### [Aim 1]
Count how many lines of the records that follow contain the word "below", treating case as significant. Reply with the number only.

++++++

MinnPost: What drew you to school and education settings?

Stephanie Burrage: When I was 16 I was a teacher aide. I’ve known since I was younger that I wanted to be an educator that I wanted to be a teacher. My parents are both educators. My mom was a fourth grade teacher and my dad was a social studies teacher, history teacher, and then he became a principal and superintendent. Education was all around me all the time. I remember as a fourth grader, in high school and in college, that I would come back and help my mom get her classroom together as she would prepare every year for school.

MP: Being in school settings early on, and your parents being teachers, how did that inform your early understanding of equity? What were the issues that you noticed what right off the bat?

SB: Right away with equity, you always have a sense of what we call in the education world, “differentiated instruction.” You always have to meet students right where they are when they come in. I have a cousin who is special needs and she has educators that meet her right where she’s at. Every parent wants their child educated, and that should happen. So you can see the differences of education and equity based on how kids and show up to school. And you have to meet kids right where they are. There are some kids who may need just a little bit more based on their specific needs.

MP: I’m curious what your job was like as an education consultant and how it related to equity, diversity and inclusion efforts? How did DEI improve through that?

++++++

### [Aim 2]
According to the interview excerpt, why was education all around Stephanie Burrage all the time? Answer in one to three sentences.

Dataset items
++++++

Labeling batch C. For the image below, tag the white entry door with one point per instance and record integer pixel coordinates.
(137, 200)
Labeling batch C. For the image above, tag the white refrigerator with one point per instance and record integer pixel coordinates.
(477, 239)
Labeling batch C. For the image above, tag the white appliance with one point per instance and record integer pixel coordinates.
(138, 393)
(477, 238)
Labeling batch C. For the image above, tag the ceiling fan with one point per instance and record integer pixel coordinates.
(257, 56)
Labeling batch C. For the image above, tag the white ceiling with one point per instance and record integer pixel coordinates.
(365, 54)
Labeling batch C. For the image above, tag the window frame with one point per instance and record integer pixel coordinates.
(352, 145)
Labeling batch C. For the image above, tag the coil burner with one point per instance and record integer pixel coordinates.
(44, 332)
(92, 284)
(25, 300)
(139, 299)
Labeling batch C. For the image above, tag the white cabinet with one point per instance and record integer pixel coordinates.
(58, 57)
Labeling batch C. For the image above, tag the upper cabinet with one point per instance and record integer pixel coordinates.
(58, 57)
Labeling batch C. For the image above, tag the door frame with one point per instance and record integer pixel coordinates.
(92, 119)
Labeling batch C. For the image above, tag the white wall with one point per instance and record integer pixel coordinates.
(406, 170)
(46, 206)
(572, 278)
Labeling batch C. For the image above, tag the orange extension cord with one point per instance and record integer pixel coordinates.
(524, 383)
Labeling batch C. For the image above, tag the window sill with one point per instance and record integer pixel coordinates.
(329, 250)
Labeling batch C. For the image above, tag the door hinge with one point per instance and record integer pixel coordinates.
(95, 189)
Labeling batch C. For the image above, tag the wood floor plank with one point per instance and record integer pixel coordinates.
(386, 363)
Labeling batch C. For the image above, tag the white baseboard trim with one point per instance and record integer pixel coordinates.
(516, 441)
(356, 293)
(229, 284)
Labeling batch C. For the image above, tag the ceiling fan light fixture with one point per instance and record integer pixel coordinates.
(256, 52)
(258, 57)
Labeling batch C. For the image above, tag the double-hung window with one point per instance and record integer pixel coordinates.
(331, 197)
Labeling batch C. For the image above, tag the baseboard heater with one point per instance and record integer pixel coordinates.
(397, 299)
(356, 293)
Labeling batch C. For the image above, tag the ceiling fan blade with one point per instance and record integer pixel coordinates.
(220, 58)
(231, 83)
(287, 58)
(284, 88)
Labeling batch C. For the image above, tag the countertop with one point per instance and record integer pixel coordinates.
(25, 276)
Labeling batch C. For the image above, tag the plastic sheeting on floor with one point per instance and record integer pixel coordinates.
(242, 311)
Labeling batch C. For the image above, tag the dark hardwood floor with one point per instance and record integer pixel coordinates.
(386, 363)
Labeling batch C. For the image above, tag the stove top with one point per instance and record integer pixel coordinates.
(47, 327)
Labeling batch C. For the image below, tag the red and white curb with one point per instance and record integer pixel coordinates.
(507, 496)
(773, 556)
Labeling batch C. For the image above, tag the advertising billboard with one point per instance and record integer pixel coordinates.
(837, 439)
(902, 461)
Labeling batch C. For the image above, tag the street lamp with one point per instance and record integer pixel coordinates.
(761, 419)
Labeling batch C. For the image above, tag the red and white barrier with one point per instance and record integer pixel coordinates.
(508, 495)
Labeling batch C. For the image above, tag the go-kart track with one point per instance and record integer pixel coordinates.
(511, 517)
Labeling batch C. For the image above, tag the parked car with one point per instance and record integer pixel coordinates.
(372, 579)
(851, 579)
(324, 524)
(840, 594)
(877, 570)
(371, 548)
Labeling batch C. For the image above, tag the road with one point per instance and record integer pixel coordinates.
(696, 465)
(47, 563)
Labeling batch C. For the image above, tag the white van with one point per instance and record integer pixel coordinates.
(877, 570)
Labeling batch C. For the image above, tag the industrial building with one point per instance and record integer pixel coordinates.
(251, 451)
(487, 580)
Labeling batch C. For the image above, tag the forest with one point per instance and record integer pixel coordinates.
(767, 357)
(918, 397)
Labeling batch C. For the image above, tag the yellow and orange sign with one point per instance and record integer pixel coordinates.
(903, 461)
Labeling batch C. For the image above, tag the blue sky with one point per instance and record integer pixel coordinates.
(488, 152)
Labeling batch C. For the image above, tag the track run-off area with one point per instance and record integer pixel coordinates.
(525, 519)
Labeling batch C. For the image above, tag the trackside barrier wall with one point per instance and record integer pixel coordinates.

++++++

### [Written solution 1]
2

### [Written solution 2]
Both of her parents were educators. Her mother was a fourth grade teacher, and her father taught social studies and history before becoming a principal and superintendent.